List every line below that contains the word "nose".

#### Excerpted records

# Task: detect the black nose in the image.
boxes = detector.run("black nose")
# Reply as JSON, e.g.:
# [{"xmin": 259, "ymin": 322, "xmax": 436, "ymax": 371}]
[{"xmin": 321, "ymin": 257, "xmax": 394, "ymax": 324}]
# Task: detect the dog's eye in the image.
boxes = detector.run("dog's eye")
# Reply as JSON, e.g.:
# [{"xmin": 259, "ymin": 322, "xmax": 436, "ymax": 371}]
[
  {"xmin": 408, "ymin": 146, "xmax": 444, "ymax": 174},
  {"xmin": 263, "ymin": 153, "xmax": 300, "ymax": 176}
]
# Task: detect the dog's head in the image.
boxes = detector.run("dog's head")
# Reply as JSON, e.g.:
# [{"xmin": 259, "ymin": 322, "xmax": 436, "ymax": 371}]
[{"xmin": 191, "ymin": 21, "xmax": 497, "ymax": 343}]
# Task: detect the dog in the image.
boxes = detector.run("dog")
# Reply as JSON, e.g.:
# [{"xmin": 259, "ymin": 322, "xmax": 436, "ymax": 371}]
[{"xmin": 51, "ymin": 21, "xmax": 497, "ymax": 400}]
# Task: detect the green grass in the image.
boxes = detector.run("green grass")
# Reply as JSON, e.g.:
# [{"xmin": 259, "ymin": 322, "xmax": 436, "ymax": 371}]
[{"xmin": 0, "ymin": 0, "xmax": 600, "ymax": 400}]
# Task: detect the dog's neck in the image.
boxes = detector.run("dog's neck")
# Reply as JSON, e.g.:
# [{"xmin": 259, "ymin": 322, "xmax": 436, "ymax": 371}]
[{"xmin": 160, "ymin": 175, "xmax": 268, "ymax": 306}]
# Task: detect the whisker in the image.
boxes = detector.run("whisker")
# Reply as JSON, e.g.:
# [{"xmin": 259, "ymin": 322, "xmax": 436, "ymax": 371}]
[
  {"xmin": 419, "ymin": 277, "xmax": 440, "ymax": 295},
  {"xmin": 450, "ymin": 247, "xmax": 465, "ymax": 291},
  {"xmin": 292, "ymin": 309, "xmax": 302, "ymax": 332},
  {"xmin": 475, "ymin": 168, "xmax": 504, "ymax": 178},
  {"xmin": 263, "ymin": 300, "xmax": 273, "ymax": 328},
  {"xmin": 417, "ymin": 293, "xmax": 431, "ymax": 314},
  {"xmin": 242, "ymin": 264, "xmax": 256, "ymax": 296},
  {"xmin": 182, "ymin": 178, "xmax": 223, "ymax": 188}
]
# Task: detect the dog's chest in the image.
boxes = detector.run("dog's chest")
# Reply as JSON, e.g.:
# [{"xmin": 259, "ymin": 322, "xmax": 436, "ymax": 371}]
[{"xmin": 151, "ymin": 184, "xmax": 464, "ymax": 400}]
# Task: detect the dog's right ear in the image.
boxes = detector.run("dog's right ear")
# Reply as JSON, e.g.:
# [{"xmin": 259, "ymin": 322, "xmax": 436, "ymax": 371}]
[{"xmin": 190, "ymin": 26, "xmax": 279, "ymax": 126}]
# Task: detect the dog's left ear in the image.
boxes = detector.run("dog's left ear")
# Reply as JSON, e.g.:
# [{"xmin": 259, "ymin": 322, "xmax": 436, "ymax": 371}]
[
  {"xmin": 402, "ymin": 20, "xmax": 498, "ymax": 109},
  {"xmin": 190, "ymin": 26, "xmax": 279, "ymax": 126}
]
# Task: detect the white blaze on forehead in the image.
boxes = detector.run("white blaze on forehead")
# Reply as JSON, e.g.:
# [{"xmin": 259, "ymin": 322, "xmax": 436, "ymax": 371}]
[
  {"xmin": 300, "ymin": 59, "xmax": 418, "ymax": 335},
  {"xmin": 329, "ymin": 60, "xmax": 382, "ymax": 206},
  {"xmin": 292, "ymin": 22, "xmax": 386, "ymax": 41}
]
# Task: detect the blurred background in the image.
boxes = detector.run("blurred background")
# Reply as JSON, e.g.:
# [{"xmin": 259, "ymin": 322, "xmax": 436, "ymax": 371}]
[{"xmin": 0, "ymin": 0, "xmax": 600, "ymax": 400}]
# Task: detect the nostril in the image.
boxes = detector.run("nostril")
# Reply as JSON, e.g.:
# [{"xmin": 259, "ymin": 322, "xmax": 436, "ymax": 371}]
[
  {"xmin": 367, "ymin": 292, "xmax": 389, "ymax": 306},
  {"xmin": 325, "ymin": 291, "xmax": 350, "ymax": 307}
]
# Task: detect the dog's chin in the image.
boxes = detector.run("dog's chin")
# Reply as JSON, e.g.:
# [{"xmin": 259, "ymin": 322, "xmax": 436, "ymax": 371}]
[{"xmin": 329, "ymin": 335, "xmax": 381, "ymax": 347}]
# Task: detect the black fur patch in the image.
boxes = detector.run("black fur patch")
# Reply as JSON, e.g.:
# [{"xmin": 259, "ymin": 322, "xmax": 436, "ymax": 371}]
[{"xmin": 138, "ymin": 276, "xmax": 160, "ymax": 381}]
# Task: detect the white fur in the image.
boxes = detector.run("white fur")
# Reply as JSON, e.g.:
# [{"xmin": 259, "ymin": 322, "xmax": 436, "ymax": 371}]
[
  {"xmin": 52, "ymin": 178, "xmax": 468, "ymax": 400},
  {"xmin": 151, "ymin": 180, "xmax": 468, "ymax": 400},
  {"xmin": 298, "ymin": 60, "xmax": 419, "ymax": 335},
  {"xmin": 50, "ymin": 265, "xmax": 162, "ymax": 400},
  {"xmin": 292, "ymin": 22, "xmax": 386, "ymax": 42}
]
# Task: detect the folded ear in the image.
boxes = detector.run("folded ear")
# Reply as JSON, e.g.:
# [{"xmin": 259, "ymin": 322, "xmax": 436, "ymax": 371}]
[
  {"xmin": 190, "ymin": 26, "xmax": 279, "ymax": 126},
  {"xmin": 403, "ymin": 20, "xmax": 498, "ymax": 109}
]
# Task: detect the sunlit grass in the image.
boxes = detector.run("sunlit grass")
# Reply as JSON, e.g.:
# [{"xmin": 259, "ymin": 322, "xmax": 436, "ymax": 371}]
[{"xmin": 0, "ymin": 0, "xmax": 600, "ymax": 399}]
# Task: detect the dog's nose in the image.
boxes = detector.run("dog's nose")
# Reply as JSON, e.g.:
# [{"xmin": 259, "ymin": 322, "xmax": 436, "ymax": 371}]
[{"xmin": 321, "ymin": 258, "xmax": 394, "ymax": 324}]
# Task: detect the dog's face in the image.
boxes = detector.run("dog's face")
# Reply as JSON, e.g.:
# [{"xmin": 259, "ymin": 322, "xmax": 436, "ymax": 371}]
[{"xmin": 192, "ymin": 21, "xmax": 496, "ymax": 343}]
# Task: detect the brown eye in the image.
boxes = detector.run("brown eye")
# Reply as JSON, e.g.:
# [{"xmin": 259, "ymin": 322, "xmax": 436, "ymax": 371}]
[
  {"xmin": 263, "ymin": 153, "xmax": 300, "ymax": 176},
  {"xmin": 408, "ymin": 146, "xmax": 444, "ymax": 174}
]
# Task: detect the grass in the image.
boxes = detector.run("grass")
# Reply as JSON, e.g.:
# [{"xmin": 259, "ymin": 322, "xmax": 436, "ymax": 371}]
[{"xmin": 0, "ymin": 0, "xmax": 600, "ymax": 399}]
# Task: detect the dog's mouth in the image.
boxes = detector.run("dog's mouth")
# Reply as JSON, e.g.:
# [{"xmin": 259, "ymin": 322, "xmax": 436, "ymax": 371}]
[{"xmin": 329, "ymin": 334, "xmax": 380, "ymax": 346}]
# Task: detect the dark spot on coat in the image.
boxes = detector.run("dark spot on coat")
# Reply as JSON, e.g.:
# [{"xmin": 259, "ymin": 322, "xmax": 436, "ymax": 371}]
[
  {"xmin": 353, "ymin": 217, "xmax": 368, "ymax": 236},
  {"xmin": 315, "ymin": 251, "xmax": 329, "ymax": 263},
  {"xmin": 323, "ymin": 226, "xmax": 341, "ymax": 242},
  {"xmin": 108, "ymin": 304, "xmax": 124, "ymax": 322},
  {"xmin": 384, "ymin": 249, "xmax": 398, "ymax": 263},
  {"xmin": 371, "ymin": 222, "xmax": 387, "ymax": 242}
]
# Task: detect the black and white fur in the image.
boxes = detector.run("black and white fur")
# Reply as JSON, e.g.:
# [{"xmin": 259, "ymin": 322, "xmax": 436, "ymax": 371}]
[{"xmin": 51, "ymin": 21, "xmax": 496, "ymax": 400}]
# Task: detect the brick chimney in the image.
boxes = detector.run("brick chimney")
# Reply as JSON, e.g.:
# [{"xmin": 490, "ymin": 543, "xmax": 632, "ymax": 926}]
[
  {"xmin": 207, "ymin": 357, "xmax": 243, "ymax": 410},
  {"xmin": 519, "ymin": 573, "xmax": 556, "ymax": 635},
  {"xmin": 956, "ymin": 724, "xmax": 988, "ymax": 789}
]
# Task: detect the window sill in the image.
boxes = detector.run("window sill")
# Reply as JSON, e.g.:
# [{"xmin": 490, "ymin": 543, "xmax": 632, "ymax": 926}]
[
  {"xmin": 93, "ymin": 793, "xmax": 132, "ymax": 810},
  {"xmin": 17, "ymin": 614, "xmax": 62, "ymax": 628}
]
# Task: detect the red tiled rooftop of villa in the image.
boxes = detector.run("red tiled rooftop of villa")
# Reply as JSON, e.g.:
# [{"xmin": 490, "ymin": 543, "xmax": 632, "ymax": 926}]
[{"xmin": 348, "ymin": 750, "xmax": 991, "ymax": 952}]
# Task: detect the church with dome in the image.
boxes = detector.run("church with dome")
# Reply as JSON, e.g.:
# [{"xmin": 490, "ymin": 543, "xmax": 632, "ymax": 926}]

########

● **Result**
# Task: detect the black nose in the image.
boxes = detector.run("black nose")
# Task: detect the dog's nose in the image.
boxes = detector.run("dog's nose")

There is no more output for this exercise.